Passage –
--- start ---

Although my writing has yet to reflect it, fantasy has invaded my artwork over the years. Many of my conceptual illustrations play on familiar tales like The Goose That Laid the Golden Eggs and Jack the Giant Killer, and I’ve created several paintings that visualize an imaginary world much different from that depicted in my published illustrations. This painting was created a few years before Peter Jackson’s Lord of the Rings trilogy premiered but it does have a Middle Earth quality to it. I’ve yet to come up with a title for this picture. I’m open to suggestions.

 

 

 

 



Comments

27 Comments
That could be a Hobbit's house except I think their doors are usually round. It also reminds me of the Disney Winnie-the-Pooh cartoons where most of the animals lived inside trees. Anyway maybe you could call it something Middle Earthy like "House in the Shire" and sell it to some LOTR fan.
By: PT Dilloway on October 16, 2013
I got nothing...but it is pretty cool.
By: Cranky on October 16, 2013
the forest monastery.
By: TexWisGirl on October 16, 2013
to me this figure looks like a "keeper". One who knows the where abouts of magical places. I would call it "Keeper of the Kingdoms". One can only imagine what might be "kept" behind a door in a knob of a tree trunk like this. Excellent thought producer for sure...... Oma Linda
By: Oma Linda on October 16, 2013
"That's the last time I try to share living quarters with a nut-eating rodent!"
By: Eva Gallant on October 16, 2013
Shrek and the door to door salesman?
By: LL Cool Joe on October 16, 2013
"Gandolf's Mother" :)
By: The Bug on October 16, 2013
When I was much younger, I used to write very dark stories, usually based in a fantasy setting, and when I first saw this picture, it instantly brought to mind one particular story from then. Great illustration-
By: Shelly on October 16, 2013
Really like this and it would be wonderful for the cover of a children's book.
By: Tabor on October 16, 2013
It does suggest mystery, i would love to read a story about him.
By: mimi on October 16, 2013
Having moved to the Mt Shasta area of California we have discovered there are a lot of alternative beliefs folks here.... http://mtshastaspirit.org/msspirit/category/lemurians/ and http://en.wikipedia.org/wiki/Legends_of_Mount_Shasta Your painting would fit right in a gallery here. You could entitle it "Door to Lemuria" ? Cheers!

--- end ---

Outline annotation records
--- start ---

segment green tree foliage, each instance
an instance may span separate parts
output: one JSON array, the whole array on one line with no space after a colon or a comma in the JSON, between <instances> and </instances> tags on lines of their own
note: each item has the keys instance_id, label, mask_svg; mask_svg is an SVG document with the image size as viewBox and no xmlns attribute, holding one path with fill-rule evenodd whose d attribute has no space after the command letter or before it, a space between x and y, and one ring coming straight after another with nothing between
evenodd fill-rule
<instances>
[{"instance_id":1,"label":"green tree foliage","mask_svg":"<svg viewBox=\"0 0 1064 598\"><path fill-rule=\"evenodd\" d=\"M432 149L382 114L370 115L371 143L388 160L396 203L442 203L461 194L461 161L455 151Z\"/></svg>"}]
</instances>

--- end ---

Given request 1 –
In the painting post, which film trilogy premiered a few years after the painting was created?
Given request 2 –
Summarize the painting post in two sentences.
Given request 3 –
List every title that a commenter on the painting post proposes using the words "call it" or "entitle it".

Output 1 –
Peter Jackson's Lord of the Rings trilogy.

Output 2 –
The artist says fantasy has entered their artwork through illustrations based on familiar tales and paintings of an imaginary world, and this untitled painting, made a few years before Peter Jackson's Lord of the Rings trilogy premiered, has a Middle Earth quality. The artist invites title suggestions, and commenters respond with ideas such as "House in the Shire," "Keeper of the Kingdoms," and "Door to Lemuria."

Output 3 –
- House in the Shire
- Keeper of the Kingdoms
- Door to Lemuria